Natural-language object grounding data

[Start of Attachment]

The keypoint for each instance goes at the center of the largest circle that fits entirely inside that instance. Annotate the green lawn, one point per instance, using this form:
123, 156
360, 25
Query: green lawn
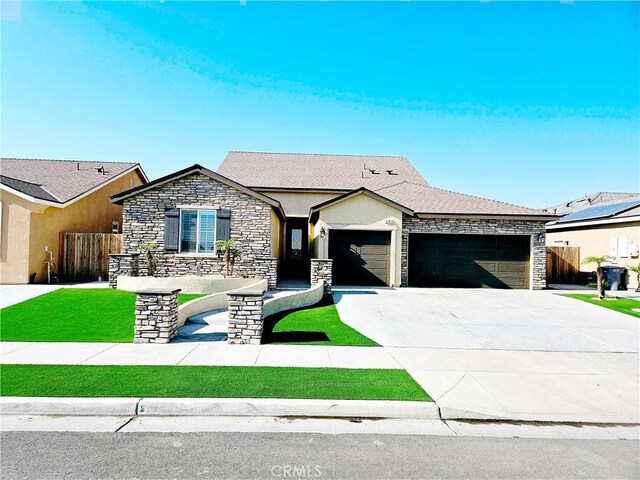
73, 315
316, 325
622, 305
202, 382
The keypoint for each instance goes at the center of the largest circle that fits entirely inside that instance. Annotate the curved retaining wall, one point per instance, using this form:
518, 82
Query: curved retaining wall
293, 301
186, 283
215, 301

[End of Attachment]
[Start of Attachment]

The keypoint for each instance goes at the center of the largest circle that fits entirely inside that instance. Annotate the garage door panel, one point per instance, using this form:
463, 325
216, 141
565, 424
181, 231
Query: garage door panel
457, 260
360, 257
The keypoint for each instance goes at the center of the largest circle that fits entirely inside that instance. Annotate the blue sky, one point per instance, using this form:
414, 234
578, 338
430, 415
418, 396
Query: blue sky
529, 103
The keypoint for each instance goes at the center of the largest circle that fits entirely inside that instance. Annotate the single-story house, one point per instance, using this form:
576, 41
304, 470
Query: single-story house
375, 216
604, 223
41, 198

[End of Attachment]

■ Work instructions:
Match on "entirely" and report each line of the data above that has it.

■ Task result:
The keypoint for each instance goes at the center of the largest circle that fits entirely inside that instance. Annotate the green lawn, one point per instance, using this form:
The keypoint for each instance goes at the center of the largest circle that fits entirely inside that instance. Annotate the curved retaining wall, one point per instance, using this form:
The keypoint for each instance goes at the center of the largest circle that fits entirely inside that instance. Annotate the garage door panel, one point per instance, using this form:
The keypoint for each instance goes at the center of the largest circle that fits entirely inside that instance. Annotate the blue sky, one point per instance, using this form:
The keypoint for each instance goes at the center of the largest circle that fits entirely inside that instance. Annotate the single-story house, one point per instance, using this form:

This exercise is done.